(Stored data entries)

========================

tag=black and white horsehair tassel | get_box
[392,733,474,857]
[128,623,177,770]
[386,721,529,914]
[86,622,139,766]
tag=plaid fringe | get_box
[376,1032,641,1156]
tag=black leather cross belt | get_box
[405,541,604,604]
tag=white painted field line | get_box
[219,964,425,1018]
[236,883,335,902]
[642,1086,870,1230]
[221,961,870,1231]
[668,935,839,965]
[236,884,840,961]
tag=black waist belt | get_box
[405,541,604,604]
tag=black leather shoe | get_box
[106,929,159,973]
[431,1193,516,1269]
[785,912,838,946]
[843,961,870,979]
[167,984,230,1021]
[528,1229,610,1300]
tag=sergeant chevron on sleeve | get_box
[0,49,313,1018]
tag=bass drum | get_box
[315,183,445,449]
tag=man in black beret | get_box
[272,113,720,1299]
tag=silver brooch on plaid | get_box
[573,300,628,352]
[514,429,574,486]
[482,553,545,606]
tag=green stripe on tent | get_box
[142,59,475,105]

========================

WHAT IS NEEDED:
Begin with the line containing "tag=bass drum | get_box" and retype it and each line after it through the end of the records, keeping them exact and including nothing more.

OUTPUT OF THE TASK:
tag=bass drum | get_box
[315,183,445,449]
tag=man in black beret | get_box
[272,113,720,1299]
tag=silver brooch on plaid | get_box
[573,300,628,352]
[514,429,574,486]
[482,553,545,606]
tag=green stripe on tent | get_box
[142,59,475,105]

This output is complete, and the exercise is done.